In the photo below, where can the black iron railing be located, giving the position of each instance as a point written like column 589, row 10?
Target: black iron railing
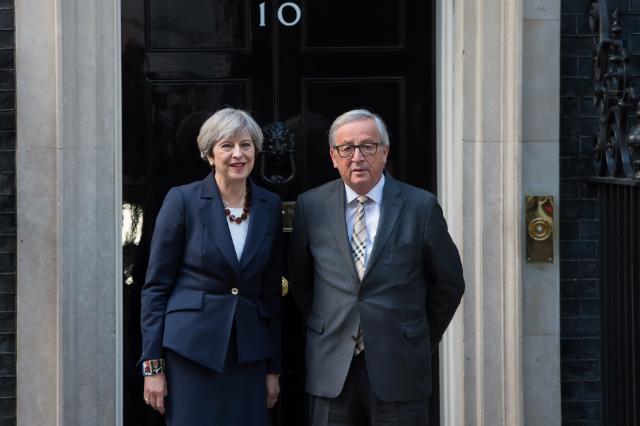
column 616, row 161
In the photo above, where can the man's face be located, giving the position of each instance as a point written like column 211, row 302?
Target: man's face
column 359, row 172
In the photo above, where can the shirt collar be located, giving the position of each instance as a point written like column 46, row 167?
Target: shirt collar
column 375, row 194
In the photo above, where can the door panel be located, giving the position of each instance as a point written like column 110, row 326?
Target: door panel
column 184, row 60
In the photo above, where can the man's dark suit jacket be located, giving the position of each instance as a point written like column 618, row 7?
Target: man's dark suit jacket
column 412, row 286
column 196, row 289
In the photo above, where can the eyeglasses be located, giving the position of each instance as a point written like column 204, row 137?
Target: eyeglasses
column 366, row 149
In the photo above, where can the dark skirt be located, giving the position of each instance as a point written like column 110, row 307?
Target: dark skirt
column 202, row 397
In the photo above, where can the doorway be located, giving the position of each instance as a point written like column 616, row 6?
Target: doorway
column 298, row 63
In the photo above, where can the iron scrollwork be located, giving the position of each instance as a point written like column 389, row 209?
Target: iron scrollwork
column 278, row 166
column 616, row 150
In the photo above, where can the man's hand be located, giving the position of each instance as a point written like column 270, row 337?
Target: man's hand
column 273, row 389
column 155, row 389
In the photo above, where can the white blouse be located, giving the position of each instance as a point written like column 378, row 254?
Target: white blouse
column 238, row 232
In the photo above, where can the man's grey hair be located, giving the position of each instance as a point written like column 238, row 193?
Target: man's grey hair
column 224, row 125
column 356, row 115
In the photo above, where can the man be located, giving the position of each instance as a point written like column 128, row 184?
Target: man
column 377, row 278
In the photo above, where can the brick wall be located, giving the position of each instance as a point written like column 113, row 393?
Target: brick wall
column 579, row 284
column 7, row 216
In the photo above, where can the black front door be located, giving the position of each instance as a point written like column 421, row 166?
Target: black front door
column 300, row 63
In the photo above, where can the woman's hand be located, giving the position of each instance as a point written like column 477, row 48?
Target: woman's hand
column 273, row 389
column 155, row 389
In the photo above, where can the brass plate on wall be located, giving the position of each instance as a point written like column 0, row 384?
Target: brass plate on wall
column 287, row 215
column 539, row 211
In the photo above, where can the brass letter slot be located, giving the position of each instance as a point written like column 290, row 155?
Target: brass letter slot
column 287, row 215
column 539, row 228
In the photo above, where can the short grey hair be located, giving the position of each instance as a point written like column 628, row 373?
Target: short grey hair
column 357, row 115
column 224, row 125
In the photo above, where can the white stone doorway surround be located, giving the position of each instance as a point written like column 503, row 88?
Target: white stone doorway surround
column 69, row 210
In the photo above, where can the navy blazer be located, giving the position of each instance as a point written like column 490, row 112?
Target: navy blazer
column 196, row 290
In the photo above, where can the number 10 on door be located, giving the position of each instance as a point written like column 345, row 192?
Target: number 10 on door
column 287, row 22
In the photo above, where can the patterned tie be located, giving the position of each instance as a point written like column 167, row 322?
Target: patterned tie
column 358, row 250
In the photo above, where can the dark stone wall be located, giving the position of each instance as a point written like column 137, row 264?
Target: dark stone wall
column 7, row 216
column 579, row 269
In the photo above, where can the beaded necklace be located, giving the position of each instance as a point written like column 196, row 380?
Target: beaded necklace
column 245, row 209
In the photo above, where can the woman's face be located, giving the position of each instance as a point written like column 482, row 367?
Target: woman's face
column 233, row 158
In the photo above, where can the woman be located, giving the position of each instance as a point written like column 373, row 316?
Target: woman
column 211, row 300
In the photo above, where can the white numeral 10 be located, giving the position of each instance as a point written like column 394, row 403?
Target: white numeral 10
column 284, row 22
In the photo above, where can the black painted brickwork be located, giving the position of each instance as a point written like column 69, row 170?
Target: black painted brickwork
column 7, row 216
column 579, row 269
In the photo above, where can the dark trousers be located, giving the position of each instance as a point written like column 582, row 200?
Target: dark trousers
column 357, row 405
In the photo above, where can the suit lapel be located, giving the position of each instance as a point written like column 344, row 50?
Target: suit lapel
column 389, row 212
column 259, row 218
column 215, row 222
column 335, row 207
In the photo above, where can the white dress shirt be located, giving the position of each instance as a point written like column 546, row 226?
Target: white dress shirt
column 371, row 213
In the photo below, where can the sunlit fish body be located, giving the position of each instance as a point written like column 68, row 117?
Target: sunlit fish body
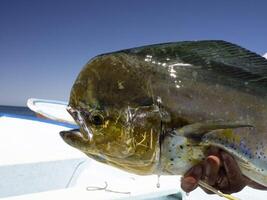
column 156, row 109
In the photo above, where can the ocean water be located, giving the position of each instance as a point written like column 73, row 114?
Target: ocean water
column 17, row 110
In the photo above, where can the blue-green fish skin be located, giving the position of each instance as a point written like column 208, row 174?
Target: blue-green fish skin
column 132, row 105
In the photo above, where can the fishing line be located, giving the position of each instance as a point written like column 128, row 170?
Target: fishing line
column 105, row 188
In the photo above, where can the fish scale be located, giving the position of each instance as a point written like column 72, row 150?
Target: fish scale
column 183, row 97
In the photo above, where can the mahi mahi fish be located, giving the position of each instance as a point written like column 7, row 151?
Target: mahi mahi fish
column 157, row 109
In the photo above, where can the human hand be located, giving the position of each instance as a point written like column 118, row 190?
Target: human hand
column 220, row 171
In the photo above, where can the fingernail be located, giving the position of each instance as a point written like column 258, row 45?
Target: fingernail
column 188, row 184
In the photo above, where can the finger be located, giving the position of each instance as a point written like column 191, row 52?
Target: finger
column 211, row 168
column 190, row 180
column 233, row 174
column 254, row 184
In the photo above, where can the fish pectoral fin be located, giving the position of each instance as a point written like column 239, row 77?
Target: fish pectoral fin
column 197, row 130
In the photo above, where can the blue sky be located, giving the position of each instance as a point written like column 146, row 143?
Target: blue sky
column 44, row 44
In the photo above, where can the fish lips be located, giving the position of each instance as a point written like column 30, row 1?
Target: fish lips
column 74, row 138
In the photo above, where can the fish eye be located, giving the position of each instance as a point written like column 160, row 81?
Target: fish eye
column 97, row 119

==============================

● Short problem: Write out verbatim every line from the one containing "In the photo above, where can the man be" up to and including the one containing "column 377, row 278".

● Correct result:
In the photo above, where can the man be located, giving the position of each instance as a point written like column 128, row 184?
Target: man
column 377, row 278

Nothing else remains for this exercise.